EXTRACT PROVIDED:
This could probably be solved by making the default mode be strict regex only and slower modes require explicit opt in. A little more verbose for "script-like" code though. As for compiling your pattern at comptime vs. runtime it should be as simple as alias my_pattern = re.compile(my_regex_string) vs var my_pattern = re.compile(my_regex_string) but Mojo doesn't currently support calling functions that might raise at compile time. It seems like it should support that eventually though.

Darkmatter•11mo ago

What would the actual data layout of my_pattern look like in this case? I could see a potential path to turing completeness in the type system via Church encoding and lambda calculus, but that amounts to a torture test of the compiler.

Ryulord•11mo ago

Yeah, that's a bit tricky. Might have to be a variant type or a class

Darkmatter•11mo ago

aliases can't be recursive or co-recursive. Not sure if that's by design or a current implementation limitation.

alias my_pattern = Variant[Int16, my_pattern]

alias my_pattern = Variant[Int16, my_pattern]

^ That errors out Remember that it has to be done 100% at compile time in order to construct a state machine you can then traverse at run-time in an O(n) manner. And the state machine will be required so that you can check for anything that is incompatible with linear-time evaluation. That's why I said this needed compiler support or more powerful compile-time capabilities.

Ryulord•11mo ago

This isn't true is it? Can't we just check for presence of certain syntax?

Darkmatter•11mo ago

([a-zA-Z]+)* What part of that syntax can you ban? Because that's a Regex which allowed a Denial of Service attack in 2014.

Darkmatter•11mo ago

https://owasp.org/www-community/attacks/Regular_expression_Denial_of_Service_-_ReDoS

Regular expression Denial of Service - ReDoS on the main website for The OWASP Foundation. OWASP is a nonprofit foundation that works to improve the security of software.

Saved data entries
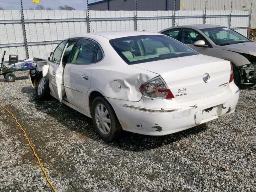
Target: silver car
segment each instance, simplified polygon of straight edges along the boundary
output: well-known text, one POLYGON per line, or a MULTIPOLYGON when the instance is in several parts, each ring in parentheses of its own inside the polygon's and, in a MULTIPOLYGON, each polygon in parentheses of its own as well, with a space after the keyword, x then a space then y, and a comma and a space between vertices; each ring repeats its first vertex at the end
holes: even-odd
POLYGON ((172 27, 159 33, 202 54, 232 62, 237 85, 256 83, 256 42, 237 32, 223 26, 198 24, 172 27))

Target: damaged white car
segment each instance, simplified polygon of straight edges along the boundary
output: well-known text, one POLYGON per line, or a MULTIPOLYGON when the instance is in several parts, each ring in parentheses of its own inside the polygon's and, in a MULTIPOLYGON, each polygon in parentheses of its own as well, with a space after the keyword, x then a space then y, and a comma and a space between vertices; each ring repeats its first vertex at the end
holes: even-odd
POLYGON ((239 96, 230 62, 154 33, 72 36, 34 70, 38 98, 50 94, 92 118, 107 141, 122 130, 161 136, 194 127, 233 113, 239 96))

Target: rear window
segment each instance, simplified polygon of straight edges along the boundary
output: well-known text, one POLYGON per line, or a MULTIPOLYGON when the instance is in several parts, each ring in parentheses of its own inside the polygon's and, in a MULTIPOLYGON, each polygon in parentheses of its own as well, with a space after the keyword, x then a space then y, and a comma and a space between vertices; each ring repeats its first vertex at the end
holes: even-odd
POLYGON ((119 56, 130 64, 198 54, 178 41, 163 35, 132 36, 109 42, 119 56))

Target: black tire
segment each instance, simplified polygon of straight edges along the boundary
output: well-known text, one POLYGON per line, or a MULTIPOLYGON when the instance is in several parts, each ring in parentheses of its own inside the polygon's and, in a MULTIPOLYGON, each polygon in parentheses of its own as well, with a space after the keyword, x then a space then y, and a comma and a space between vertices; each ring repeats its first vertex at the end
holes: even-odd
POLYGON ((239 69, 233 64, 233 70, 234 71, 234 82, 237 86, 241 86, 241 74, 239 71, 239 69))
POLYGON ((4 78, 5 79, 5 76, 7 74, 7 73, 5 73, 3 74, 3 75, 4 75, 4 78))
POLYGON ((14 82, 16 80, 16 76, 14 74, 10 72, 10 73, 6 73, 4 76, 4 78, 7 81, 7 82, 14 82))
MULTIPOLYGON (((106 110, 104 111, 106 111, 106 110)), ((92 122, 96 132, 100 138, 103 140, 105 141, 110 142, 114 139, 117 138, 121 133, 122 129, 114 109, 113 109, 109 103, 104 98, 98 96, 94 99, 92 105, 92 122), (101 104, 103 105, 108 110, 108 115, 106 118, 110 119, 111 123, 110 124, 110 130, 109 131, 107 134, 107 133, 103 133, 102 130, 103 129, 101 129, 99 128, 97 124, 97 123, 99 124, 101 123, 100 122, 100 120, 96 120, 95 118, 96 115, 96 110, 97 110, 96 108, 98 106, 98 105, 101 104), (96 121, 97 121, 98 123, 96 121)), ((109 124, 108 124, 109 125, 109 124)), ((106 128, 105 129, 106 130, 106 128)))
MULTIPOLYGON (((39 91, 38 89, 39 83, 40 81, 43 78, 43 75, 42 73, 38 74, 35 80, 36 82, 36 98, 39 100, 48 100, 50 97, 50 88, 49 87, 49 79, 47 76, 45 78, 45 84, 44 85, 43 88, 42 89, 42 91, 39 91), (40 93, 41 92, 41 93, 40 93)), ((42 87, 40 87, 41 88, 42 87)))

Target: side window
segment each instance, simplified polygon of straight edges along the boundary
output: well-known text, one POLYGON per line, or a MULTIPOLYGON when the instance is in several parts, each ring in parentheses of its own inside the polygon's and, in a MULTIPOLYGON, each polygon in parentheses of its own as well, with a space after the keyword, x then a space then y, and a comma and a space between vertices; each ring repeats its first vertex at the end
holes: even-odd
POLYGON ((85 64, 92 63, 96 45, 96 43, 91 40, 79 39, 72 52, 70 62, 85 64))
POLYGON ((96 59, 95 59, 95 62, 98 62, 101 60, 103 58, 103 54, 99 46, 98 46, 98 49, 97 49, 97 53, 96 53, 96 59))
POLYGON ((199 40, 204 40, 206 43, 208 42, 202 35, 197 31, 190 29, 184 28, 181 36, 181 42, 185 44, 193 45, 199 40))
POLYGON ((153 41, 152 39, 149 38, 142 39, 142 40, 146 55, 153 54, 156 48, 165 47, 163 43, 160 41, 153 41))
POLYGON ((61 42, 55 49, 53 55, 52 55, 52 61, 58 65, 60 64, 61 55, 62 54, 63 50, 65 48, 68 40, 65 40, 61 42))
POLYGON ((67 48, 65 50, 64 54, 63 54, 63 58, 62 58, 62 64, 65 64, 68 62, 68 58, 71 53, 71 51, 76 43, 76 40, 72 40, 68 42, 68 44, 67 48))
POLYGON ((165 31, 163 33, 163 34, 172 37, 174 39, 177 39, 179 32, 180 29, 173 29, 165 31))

PROBLEM DESCRIPTION:
Write out the passage of the forum thread on compile-time regex word for word, starting at "What would the" and ending at "of the compiler.".

WRITTEN SOLUTION:
What would the actual data layout of my_pattern look like in this case? I could see a potential path to turing completeness in the type system via Church encoding and lambda calculus, but that amounts to a torture test of the compiler.